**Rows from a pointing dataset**
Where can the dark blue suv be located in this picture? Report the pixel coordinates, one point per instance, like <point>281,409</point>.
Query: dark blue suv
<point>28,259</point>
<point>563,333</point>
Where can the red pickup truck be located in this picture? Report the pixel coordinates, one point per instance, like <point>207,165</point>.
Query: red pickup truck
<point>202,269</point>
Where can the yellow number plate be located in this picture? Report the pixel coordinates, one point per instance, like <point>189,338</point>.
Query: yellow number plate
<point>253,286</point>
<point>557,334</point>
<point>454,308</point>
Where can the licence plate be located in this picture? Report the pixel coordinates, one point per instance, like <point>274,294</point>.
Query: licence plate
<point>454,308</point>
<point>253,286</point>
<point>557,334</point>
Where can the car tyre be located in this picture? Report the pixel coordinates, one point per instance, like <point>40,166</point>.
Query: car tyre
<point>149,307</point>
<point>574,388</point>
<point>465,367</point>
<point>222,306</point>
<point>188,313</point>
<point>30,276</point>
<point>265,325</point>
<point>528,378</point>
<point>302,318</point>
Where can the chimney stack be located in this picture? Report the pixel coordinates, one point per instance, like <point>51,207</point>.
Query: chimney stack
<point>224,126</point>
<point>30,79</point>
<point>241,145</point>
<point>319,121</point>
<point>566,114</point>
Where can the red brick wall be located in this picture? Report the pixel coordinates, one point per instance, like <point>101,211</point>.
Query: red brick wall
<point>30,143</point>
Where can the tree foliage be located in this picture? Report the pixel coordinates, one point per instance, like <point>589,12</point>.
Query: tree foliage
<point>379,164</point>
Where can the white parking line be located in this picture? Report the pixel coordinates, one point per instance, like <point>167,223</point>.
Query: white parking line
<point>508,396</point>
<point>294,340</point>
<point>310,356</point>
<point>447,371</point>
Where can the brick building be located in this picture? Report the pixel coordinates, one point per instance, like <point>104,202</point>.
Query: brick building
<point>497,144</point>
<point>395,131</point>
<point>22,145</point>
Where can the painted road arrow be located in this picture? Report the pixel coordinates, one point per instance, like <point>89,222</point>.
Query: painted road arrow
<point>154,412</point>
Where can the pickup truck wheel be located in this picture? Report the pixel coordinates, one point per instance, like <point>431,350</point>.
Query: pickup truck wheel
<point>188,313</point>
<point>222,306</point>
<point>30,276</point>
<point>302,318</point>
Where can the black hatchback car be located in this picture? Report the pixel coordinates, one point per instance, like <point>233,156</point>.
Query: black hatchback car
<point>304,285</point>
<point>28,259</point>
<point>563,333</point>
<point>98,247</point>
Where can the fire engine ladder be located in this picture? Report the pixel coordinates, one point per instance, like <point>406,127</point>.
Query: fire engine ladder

**What the task requires**
Turn each line of the items above into a numbered list, skipping any blank lines.

**Output for this task**
1. Where can the dark blue suv be located in this picture? Report the pixel coordinates, one point per instance, like <point>281,409</point>.
2. Query: dark blue suv
3. <point>28,259</point>
4. <point>563,333</point>
5. Where can the red pickup truck be located in this picture? Report the pixel coordinates, one point per instance, like <point>207,165</point>.
6. Query: red pickup truck
7. <point>202,269</point>
8. Where can the yellow number plate be located in this picture? Report the pixel coordinates, one point per instance, like <point>189,338</point>.
9. Query: yellow number plate
10. <point>253,286</point>
11. <point>557,334</point>
12. <point>454,308</point>
13. Where can the licence plate be located in this picture? Report the pixel coordinates, one point per instance, like <point>274,294</point>.
14. Query: licence plate
15. <point>454,308</point>
16. <point>253,286</point>
17. <point>557,334</point>
18. Where can the car tyre be located in this picture? Report the pixel coordinates, one point per instance, like <point>40,166</point>.
19. Query: car tyre
20. <point>149,307</point>
21. <point>574,388</point>
22. <point>465,367</point>
23. <point>222,306</point>
24. <point>188,313</point>
25. <point>30,276</point>
26. <point>265,325</point>
27. <point>528,378</point>
28. <point>302,318</point>
29. Where can the chimney stack be located in this picture? Report the pixel coordinates, one point per instance, like <point>51,207</point>.
30. Query: chimney stack
31. <point>224,126</point>
32. <point>30,79</point>
33. <point>241,145</point>
34. <point>319,121</point>
35. <point>566,114</point>
36. Where can the red brick wall be located in this picture? Report the pixel coordinates, one point per instance, like <point>101,211</point>.
37. Query: red brick wall
38. <point>30,143</point>
39. Where can the tree foliage be located in this picture? Report the pixel coordinates, one point per instance, like <point>589,12</point>.
40. Query: tree foliage
41. <point>379,164</point>
42. Where can the white parking line be located in this picture? Report the pixel coordinates, one point per instance, like <point>167,223</point>.
43. Query: white parking line
44. <point>508,396</point>
45. <point>294,340</point>
46. <point>310,356</point>
47. <point>447,371</point>
48. Where can the brick building be located in this picture? Report the pixel coordinates, one point per instance, like <point>104,202</point>.
49. Query: brick building
50. <point>497,144</point>
51. <point>395,131</point>
52. <point>22,145</point>
53. Where can the painted road arrow be located in this picture? Report the pixel coordinates, one point per instance, like <point>89,222</point>.
54. Query: painted road arrow
55. <point>154,412</point>
56. Where can the pickup truck wheel be located in this picture? Report the pixel coordinates, one point per instance, like <point>431,350</point>.
57. Query: pickup truck wheel
58. <point>188,313</point>
59. <point>222,306</point>
60. <point>30,276</point>
61. <point>302,318</point>
62. Where can the black hatchback car be located in this picture? Report the pixel coordinates, one point per instance, like <point>233,156</point>.
63. Query: black hatchback car
64. <point>304,285</point>
65. <point>28,259</point>
66. <point>563,333</point>
67. <point>98,247</point>
68. Where can the fire engine ladder be located in this picture? Report the pixel coordinates, one point per instance, like <point>406,127</point>.
69. Query: fire engine ladder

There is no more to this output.